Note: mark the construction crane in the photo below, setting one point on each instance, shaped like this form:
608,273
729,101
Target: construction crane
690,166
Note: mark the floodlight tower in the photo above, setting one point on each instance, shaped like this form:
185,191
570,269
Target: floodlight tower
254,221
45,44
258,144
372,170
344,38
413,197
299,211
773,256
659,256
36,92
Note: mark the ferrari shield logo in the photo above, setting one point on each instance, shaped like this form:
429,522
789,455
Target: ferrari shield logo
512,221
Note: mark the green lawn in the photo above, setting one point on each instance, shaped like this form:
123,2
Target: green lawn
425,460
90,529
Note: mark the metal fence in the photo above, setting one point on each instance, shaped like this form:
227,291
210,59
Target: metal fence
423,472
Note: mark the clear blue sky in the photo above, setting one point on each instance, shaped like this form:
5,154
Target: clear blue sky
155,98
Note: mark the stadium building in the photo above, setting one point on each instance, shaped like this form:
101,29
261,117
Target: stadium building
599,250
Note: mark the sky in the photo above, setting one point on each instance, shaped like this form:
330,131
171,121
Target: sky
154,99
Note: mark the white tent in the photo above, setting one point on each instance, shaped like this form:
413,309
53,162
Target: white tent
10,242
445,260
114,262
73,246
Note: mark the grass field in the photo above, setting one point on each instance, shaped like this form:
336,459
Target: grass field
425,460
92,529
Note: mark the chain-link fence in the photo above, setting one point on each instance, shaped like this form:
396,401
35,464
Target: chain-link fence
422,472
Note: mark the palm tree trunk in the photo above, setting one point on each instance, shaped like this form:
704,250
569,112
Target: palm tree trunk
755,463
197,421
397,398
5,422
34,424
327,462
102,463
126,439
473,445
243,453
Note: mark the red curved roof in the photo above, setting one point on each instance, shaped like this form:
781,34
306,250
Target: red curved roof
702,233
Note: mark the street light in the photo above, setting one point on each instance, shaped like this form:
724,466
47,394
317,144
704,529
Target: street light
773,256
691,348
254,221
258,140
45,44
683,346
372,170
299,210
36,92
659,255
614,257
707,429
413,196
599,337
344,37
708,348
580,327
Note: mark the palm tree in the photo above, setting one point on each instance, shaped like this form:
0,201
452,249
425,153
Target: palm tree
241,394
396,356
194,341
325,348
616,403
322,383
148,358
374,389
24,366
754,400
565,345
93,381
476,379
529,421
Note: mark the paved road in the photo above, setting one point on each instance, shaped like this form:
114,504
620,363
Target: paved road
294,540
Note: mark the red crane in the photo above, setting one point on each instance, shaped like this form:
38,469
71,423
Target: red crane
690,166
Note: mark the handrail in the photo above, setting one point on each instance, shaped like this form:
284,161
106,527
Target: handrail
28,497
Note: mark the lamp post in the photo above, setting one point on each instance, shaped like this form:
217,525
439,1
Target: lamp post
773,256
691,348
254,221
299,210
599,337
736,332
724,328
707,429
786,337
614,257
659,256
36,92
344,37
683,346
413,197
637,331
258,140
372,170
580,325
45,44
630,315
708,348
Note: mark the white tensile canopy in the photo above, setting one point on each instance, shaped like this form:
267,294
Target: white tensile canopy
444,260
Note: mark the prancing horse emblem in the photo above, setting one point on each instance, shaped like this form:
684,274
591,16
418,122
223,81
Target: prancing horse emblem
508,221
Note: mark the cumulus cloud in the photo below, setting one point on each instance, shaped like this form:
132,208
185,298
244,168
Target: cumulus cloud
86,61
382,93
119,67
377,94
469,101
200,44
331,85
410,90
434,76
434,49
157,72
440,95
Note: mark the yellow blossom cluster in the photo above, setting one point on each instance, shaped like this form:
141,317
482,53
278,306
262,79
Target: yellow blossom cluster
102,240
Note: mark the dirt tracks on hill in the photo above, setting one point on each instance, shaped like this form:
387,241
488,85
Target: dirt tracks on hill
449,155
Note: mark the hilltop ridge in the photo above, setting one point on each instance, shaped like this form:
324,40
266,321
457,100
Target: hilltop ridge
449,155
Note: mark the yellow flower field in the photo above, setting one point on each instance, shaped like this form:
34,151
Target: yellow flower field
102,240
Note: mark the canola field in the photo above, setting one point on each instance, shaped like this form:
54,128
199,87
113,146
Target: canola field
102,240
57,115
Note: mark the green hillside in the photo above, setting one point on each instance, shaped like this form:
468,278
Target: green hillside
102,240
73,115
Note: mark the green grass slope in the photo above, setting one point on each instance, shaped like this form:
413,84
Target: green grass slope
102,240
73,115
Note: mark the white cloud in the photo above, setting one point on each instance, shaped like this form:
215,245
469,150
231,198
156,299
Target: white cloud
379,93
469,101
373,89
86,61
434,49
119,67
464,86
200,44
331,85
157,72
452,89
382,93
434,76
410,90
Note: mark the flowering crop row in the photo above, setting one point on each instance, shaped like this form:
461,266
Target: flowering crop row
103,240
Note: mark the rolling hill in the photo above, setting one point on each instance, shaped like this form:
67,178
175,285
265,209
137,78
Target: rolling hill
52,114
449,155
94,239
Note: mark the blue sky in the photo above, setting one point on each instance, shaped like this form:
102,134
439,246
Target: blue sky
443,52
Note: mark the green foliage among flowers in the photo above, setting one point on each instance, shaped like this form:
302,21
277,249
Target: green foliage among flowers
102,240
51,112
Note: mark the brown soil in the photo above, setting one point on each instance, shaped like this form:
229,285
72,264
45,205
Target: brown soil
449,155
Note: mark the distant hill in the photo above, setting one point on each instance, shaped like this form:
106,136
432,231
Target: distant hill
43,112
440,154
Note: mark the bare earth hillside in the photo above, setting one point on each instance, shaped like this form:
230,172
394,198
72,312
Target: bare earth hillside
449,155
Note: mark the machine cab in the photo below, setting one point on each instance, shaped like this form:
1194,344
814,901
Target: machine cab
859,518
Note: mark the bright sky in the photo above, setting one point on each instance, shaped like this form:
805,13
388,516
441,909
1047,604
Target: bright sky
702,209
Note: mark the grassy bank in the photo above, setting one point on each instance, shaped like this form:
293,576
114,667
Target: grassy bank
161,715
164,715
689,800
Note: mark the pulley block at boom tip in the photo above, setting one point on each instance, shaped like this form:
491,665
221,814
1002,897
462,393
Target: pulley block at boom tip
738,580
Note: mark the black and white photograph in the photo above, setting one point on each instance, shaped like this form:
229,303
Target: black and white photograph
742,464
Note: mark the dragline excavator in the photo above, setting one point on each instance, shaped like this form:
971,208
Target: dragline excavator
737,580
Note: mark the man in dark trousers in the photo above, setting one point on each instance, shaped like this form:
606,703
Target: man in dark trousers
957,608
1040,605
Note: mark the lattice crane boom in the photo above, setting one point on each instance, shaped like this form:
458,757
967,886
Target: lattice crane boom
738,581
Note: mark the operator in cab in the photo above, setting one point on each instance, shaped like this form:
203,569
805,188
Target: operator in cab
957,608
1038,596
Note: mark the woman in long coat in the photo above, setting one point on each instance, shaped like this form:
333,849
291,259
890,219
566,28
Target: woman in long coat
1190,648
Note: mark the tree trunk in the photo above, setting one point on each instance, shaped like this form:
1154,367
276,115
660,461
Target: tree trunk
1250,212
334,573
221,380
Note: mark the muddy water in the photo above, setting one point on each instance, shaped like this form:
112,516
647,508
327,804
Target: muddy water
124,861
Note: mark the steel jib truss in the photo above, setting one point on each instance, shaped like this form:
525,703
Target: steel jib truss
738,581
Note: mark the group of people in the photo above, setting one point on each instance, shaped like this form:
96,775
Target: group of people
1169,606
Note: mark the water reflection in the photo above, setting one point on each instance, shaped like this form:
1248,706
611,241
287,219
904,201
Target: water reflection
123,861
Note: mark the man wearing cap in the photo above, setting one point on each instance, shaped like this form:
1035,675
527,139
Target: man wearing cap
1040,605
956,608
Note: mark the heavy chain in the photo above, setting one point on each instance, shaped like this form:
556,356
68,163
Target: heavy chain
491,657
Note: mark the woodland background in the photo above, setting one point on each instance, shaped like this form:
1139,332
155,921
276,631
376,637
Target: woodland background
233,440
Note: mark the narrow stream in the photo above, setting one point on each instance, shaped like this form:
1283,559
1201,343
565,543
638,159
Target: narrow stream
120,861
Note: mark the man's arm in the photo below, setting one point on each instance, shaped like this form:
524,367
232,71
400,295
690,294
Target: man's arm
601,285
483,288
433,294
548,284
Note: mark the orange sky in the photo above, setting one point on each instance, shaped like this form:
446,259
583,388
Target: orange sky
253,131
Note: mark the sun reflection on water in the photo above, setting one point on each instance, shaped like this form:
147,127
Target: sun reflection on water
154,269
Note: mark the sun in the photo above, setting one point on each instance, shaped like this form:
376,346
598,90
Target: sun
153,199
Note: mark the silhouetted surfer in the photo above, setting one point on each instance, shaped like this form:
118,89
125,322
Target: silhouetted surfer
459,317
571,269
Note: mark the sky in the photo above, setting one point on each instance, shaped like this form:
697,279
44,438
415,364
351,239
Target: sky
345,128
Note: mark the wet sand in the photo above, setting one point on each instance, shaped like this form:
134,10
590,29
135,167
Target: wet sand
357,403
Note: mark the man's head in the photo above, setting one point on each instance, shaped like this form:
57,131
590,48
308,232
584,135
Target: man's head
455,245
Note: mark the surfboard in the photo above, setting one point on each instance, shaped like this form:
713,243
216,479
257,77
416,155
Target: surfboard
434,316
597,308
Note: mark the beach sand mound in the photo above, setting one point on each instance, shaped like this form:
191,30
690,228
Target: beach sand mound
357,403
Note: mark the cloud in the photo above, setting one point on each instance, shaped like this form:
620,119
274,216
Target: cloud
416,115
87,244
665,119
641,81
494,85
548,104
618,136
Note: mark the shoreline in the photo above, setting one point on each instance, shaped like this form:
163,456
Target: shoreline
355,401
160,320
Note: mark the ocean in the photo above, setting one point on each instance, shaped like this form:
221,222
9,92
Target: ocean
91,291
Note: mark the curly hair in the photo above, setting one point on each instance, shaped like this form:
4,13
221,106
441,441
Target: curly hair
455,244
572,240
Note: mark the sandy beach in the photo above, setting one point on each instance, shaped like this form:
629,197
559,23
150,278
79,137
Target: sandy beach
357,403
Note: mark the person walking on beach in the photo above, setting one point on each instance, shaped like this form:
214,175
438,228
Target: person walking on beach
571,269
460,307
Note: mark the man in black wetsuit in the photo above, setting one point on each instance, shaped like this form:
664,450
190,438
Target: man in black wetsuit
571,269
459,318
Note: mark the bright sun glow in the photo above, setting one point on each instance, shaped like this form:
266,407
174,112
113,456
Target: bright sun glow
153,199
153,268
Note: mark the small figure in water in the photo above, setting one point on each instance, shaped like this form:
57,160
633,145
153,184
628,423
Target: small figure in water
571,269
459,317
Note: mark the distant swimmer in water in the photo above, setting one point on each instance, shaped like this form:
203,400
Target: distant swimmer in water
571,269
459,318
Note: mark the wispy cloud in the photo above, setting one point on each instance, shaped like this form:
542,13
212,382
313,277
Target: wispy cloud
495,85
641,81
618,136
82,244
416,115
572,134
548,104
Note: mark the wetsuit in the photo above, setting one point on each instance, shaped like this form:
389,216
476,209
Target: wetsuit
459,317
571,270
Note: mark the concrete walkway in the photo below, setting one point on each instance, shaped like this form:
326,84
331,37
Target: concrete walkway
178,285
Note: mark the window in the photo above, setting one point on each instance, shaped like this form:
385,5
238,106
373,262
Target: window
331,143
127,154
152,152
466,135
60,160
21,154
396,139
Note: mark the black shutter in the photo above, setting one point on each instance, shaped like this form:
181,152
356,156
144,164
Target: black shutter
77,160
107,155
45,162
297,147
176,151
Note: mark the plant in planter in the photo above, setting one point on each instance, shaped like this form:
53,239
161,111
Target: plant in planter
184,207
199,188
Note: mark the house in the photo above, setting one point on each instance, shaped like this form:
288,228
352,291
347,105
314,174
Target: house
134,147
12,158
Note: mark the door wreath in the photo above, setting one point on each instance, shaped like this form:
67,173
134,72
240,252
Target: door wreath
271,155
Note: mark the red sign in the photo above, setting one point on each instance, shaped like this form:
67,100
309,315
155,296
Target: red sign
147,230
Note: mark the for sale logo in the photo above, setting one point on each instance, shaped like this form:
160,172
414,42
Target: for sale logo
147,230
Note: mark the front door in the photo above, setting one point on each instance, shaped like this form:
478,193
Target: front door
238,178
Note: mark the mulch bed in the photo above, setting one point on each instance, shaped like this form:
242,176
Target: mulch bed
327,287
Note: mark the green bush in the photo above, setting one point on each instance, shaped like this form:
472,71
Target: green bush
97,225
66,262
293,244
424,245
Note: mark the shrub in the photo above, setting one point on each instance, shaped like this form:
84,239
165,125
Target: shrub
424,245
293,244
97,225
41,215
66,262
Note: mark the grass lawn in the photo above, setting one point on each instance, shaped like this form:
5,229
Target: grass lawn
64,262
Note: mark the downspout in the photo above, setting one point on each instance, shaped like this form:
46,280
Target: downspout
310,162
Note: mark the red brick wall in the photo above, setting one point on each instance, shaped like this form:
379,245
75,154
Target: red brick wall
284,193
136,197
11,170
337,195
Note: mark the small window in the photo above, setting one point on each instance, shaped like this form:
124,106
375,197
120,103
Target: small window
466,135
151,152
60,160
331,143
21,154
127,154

Your task
Report back each line in the material above that contains the string "below".

Response box
Note: mark the construction crane in the photo below, setting one point on each instance, shaped like this form:
Note: mark the cumulus cloud in the photo below, setting one point on each instance, shaped like this form:
Note: mark the machine cab in the photo below, setting one point on each instance, shaped like this form:
Note: mark the man's arm in the photo below, setting one point on each instance, shaped like this form:
Note: mark the concrete walkway in the photo below, setting one point on each instance, shaped like this form:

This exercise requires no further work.